All of the lines below are to be printed again exactly; images are excluded from the output.
------------------------
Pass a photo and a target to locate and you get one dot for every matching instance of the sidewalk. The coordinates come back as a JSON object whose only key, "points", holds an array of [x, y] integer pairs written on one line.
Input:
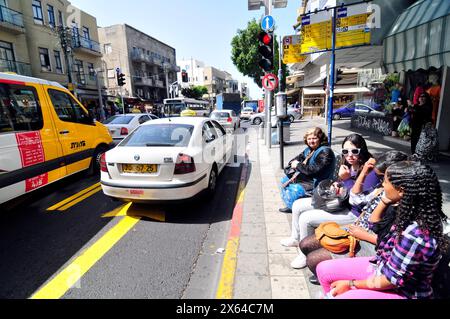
{"points": [[263, 265]]}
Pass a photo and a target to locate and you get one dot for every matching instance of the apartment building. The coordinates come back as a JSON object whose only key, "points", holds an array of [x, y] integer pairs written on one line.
{"points": [[30, 43], [14, 55], [149, 65]]}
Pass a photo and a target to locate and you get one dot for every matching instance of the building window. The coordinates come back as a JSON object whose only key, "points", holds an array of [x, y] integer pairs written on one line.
{"points": [[45, 60], [6, 51], [51, 16], [79, 72], [86, 34], [60, 18], [37, 12], [108, 48], [91, 70], [58, 62]]}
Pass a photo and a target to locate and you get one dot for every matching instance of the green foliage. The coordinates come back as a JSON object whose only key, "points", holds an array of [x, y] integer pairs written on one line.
{"points": [[245, 55]]}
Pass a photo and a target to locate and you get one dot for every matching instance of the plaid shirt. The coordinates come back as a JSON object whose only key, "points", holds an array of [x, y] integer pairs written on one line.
{"points": [[408, 262]]}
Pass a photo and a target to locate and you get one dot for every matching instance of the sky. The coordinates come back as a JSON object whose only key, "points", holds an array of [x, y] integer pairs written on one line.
{"points": [[201, 29]]}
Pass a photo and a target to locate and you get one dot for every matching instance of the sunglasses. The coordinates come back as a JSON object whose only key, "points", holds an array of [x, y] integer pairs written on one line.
{"points": [[354, 151]]}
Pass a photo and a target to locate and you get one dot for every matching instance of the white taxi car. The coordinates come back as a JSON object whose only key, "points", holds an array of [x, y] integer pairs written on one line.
{"points": [[226, 118], [121, 125], [167, 159]]}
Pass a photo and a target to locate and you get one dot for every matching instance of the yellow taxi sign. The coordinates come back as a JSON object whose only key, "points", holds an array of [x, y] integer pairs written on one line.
------------------------
Exercise result
Pass a photo and a target to locate and you get one dot for every matching instance of the sidewalk. The coordinates come back as a JSON object whose only key, "points", holds an array of [x, y] integer pairs written on one line.
Input:
{"points": [[263, 265]]}
Pass a photo and a target to locate and you get one dot for every matching instance of the apartment building. The coordinates come back as a JSON object whose only key, "points", holds an array of [x, y] integer pairs written on one line.
{"points": [[30, 43], [14, 55], [149, 65]]}
Pass a photo and a target to locate and you get one dot for every matching instance of the building window. The coordinates come back as a JSON object whose only key, "points", holds an array of [x, y] integer pairs written on one line.
{"points": [[45, 60], [6, 51], [51, 16], [79, 72], [86, 34], [60, 18], [37, 12], [108, 48], [91, 70], [58, 62]]}
Pass a photo and a target to locate and you get one dot for every matching instance of the green foliage. The coordinates come back as a JSON object whose only key, "points", holds an array of [x, y] integer pairs written on one line.
{"points": [[245, 55]]}
Pass a photo and a target to locate and you get one dot for every matching instance of the plaid shirt. The coordinates come back as a JSON object whose only key, "points", holds an array of [x, y] integer pairs written on one line.
{"points": [[408, 262]]}
Pass a photo and a target to locate and you get one dot for every matching instance of the sky. The coordinates come back as a JSON object whose only key, "points", holds an array of [x, y] integer pairs written on one line.
{"points": [[201, 29]]}
Pass a photo and a target to locate and you get one dot for every matching instance of the sunglasses. The coordinates come back as a JSON object whose only key, "points", holds an array of [x, y] integer pairs written on one line.
{"points": [[354, 151]]}
Pass a photo and a target to locate and you get one dot for every matching instance of the white taxi car. The coordinates come back as a JSON object whose only key, "points", holds an array of [x, y] integer pairs written on one line.
{"points": [[226, 118], [121, 125], [167, 159]]}
Pass a photo and a target to locate and you get one dot for every matching instance of the yellow taxi sign. The coordinates come back as a JSON object whose only key, "points", holds an array of [x, y] integer pairs written on one line.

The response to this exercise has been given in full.